#### PROBLEM DETAILS
Find the line that contains "Point out the window". Repeat that line and all lines following it, exactly, through the end of the listing below.

#### GIVEN DATA
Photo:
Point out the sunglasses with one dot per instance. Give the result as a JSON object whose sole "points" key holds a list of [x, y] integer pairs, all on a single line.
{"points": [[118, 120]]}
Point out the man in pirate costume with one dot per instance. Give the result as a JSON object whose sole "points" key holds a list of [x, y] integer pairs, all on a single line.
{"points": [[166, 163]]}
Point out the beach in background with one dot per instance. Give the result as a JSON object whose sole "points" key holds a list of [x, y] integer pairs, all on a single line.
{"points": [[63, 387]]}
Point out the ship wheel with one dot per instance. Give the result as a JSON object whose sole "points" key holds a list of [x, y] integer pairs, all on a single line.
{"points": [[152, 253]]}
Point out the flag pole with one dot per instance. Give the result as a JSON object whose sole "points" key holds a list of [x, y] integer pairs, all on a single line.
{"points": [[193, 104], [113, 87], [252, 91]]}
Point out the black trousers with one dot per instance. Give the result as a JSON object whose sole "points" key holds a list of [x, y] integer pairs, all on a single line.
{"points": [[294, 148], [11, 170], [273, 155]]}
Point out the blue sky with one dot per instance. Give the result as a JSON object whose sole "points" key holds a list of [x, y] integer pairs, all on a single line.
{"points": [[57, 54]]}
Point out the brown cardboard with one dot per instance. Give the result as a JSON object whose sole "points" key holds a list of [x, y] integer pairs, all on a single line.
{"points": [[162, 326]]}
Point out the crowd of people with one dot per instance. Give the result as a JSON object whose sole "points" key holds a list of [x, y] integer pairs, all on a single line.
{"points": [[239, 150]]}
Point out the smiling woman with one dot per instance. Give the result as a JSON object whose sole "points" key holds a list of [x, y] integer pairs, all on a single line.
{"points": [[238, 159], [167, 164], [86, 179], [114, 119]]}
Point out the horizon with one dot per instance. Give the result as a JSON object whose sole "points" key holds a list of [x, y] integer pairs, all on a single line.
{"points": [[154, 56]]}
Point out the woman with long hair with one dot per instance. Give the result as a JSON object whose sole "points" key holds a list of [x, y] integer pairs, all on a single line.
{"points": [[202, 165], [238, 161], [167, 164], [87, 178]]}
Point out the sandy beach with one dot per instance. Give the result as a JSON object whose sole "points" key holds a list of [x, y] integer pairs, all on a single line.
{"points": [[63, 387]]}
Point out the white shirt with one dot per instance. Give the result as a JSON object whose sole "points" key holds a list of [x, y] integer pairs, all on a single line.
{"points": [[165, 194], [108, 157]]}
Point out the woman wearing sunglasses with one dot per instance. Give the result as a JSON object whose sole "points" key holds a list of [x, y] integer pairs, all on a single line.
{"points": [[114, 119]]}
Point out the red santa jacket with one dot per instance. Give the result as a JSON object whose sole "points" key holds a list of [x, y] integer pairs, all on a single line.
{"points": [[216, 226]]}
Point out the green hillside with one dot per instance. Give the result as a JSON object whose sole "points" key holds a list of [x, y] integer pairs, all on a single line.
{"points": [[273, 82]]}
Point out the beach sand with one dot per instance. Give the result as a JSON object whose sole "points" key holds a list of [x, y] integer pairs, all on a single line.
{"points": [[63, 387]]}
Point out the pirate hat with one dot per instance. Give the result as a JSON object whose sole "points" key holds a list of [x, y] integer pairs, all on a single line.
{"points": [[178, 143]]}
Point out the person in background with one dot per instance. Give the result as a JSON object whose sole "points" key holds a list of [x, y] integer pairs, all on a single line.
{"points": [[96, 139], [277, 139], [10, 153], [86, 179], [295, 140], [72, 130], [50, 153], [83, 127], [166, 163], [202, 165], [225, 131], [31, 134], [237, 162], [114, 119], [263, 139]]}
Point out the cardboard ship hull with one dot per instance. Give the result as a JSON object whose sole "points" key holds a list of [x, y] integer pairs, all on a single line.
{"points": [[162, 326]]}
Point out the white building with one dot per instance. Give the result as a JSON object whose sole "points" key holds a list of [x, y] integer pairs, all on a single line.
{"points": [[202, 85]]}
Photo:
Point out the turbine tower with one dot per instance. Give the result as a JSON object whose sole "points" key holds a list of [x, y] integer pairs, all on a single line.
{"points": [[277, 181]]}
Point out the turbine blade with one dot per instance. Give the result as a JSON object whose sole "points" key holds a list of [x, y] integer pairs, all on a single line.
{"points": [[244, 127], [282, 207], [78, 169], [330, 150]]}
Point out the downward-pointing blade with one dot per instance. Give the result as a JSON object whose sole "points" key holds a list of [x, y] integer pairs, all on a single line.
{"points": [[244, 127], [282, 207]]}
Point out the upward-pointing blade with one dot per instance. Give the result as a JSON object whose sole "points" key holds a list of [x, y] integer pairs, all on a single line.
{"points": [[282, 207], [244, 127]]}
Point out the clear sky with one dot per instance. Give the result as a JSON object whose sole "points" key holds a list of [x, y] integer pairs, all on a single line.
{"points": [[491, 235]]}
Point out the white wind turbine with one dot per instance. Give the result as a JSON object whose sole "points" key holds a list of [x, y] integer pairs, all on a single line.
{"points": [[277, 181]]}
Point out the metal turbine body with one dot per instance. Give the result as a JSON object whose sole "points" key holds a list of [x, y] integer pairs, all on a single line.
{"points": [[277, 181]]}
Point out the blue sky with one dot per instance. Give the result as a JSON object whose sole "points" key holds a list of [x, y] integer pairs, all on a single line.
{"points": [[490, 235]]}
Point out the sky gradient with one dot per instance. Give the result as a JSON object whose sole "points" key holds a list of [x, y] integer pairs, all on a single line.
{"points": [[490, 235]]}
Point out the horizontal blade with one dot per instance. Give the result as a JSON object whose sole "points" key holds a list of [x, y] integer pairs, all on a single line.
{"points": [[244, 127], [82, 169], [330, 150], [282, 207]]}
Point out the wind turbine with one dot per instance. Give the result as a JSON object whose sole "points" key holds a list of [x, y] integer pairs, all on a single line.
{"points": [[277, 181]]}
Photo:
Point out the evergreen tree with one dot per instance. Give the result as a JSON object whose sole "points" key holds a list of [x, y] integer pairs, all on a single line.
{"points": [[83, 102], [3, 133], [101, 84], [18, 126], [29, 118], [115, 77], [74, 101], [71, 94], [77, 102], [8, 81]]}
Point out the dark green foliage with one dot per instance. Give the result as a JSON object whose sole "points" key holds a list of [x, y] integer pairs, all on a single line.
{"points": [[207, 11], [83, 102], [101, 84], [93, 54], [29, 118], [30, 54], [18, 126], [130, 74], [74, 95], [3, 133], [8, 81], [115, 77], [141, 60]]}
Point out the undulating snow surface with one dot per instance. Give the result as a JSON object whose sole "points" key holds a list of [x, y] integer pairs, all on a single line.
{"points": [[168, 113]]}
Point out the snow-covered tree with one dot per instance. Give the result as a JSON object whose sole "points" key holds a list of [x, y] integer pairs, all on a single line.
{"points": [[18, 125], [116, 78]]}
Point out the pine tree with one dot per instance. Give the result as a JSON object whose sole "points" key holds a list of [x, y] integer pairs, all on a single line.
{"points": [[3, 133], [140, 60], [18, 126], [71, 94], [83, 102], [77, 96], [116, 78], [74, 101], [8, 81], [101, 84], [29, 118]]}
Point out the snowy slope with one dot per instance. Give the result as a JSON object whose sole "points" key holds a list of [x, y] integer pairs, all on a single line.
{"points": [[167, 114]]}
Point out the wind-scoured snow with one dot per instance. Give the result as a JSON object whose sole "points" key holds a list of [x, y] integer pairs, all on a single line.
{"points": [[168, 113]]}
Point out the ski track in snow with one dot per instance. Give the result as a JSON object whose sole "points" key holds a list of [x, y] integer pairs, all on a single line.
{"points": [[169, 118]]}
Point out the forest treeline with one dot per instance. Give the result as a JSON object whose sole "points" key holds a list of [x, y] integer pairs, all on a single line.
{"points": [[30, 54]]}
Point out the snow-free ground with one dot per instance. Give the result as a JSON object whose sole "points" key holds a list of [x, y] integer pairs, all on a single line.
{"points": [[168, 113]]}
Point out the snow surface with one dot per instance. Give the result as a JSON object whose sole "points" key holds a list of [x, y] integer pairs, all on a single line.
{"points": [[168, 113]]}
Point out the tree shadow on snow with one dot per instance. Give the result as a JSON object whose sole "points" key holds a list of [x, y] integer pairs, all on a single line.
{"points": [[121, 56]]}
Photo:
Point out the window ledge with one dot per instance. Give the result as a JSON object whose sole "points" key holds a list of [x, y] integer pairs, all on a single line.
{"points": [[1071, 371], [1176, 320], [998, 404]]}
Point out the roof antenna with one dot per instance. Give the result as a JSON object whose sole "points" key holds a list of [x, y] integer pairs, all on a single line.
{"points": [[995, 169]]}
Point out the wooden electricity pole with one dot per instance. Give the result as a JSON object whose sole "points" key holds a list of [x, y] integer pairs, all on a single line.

#### TASK SOLUTION
Point out the window ledge with one dot per instance. Give the result as a JSON object whose sole "points" key holds a list of [x, y] integer pairs, all on a single line.
{"points": [[1071, 371], [1176, 320], [998, 404]]}
Point out the roof antenna with one dot per instance. Give the result as a JSON object whose sole "points" key holds a list of [x, y] integer pairs, all on a single line.
{"points": [[995, 169]]}
Point out the wooden electricity pole with one dot per instance. Give the result as a JSON object whose sole "points" key holds a list of [x, y] integer pairs, all on a single line.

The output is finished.